= Excerpt to read =
::::
In the age of industrial warfare, individual combatants seldom make a difference in a battle’s outcome. Richard H. Best was an exception. But he spent a decade en route to his rendezvous with destiny at the Battle of Midway.
Appointed to the U.S. Naval Academy from his native New Jersey, Best graduated in the class of 1932. Enamored of aviation, Ensign Best served the obligatory two years at sea before beginning flight training in Pensacola, Fla. An excellent student, he pinned on his golden wings in December 1935.
Best’s Pensacola grades earned him the most prestigious seat possible: Fighting Squadron 2, the “Flying Chiefs.” Staffed largely with noncommissioned pilots, VF-2 was widely regarded as the most professional unit in naval aviation. For the next two years Best flew Grumman F3F biplanes from USS Lexington.
After 2½ years aboard “Lex,” Best was offered patrol planes or instructing at Pensacola. He chose the latter, and used the time well. As he recalled, “The best way to learn a subject is to teach it, and that’s what I tried to do.”
In the spring of 1940 Best was ready to return to the fleet, and he surprised colleagues by requesting dive bombers. As an astute professional, he recognized that naval fighters were inherently defensive while bombers were offensive. “I knew that we would become involved in the war,” he said, “and I thought I could make the best contribution by flying bombers.”
Assigned to the carrier Enterprise, Best joined Bombing Squadron 6 (VB-6) in June. He became flight operations officer—third in seniority—and cultivated his considerable dive-bombing skills. As he candidly admitted, “I intended to become the best bomber in the Pacific Fleet.” Certainly he had ample opportunity: In late 1941 he logged as many as 90 hours per month.
On the morning of December 7, Enterprise’s Douglas SBD Dauntlesses were caught in the Japanese attack on Pearl Harbor. Several of Best’s shipmates were killed, leaving him with an abiding thirst for vengeance. He recalled seeing the Big E’s “number one” battle flag hoisted, “My most memorable sight of the war.”
::::
(Dataset excerpt)

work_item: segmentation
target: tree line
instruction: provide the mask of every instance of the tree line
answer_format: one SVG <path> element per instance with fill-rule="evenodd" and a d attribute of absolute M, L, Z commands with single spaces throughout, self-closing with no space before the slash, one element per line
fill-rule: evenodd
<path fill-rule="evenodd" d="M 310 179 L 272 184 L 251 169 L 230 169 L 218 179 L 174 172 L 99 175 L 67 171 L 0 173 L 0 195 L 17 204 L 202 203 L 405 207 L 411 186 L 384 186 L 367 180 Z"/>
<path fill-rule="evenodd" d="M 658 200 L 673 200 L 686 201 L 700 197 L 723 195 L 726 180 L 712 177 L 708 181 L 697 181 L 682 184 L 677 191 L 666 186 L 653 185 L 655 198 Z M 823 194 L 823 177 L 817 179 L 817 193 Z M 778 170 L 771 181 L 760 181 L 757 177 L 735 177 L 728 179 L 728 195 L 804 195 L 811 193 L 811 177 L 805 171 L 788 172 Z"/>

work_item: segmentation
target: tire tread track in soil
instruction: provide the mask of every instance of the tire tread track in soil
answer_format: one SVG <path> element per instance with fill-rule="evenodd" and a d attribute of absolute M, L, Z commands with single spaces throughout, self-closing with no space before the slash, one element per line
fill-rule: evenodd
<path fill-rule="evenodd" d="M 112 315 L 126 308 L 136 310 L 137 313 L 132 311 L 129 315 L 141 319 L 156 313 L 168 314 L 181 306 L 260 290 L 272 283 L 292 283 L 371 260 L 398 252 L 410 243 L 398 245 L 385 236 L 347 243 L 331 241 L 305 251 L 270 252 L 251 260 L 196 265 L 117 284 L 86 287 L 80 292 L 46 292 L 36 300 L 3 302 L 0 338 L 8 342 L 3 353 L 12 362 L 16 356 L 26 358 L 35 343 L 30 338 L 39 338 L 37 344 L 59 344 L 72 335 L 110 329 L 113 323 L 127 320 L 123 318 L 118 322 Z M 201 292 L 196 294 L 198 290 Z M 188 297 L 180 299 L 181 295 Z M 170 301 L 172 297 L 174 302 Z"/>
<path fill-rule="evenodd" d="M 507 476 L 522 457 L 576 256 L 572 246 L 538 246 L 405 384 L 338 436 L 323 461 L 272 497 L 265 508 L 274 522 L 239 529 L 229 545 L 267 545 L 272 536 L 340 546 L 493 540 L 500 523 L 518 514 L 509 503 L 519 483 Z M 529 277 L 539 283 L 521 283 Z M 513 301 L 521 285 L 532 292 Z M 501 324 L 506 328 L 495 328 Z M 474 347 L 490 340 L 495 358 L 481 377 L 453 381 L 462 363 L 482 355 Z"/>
::::
According to the profile of Richard H. Best, which squadron did he join after being assigned to the carrier Enterprise?

= The answer =
Bombing Squadron 6 (VB-6)